Problem description: Gather every line of the entries below that contains the word "Target". Case counts.

Listed entries:
........

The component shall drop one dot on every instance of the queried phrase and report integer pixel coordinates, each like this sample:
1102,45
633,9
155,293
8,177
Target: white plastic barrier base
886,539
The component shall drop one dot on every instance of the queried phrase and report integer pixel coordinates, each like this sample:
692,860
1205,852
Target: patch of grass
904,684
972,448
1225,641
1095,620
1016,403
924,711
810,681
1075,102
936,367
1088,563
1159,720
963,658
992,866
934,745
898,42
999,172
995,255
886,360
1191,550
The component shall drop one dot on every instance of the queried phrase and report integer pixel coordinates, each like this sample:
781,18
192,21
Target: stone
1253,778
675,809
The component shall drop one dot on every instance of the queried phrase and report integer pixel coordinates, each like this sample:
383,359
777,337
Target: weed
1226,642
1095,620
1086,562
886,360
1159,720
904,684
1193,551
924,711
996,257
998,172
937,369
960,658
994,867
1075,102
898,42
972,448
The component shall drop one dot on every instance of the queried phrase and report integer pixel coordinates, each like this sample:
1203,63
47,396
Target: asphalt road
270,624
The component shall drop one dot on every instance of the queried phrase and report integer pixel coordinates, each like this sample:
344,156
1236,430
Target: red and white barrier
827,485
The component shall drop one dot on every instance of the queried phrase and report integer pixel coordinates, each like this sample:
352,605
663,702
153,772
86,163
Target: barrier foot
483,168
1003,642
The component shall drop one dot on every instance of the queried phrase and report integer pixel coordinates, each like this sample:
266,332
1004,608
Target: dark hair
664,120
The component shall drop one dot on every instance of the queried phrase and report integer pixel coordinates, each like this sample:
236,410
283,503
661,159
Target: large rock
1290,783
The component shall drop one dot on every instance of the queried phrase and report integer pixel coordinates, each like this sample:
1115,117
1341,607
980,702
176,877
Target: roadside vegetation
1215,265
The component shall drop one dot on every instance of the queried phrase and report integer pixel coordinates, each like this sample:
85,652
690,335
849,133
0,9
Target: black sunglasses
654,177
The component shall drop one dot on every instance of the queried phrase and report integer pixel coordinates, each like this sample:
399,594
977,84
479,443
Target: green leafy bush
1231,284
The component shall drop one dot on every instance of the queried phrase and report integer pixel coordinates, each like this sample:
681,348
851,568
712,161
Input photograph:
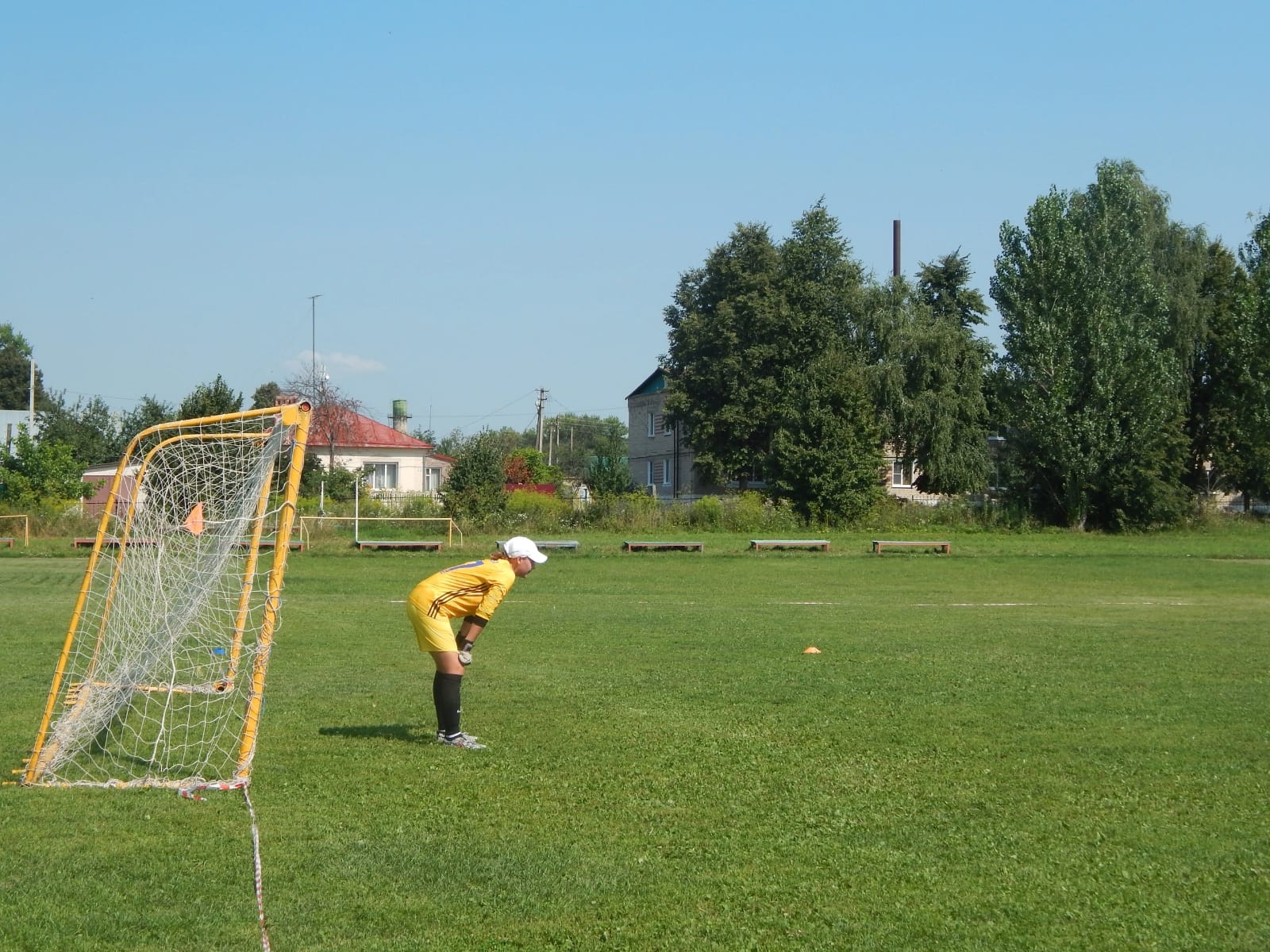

........

Solution for this exercise:
Target: white plastic barrier base
Target: patch of grass
Target: stone
Target: weed
Target: asphalt road
Target: red and white barrier
Target: barrier foot
Target: dark hair
Target: large rock
Target: roadside vegetation
Target: black sunglasses
Target: green leafy bush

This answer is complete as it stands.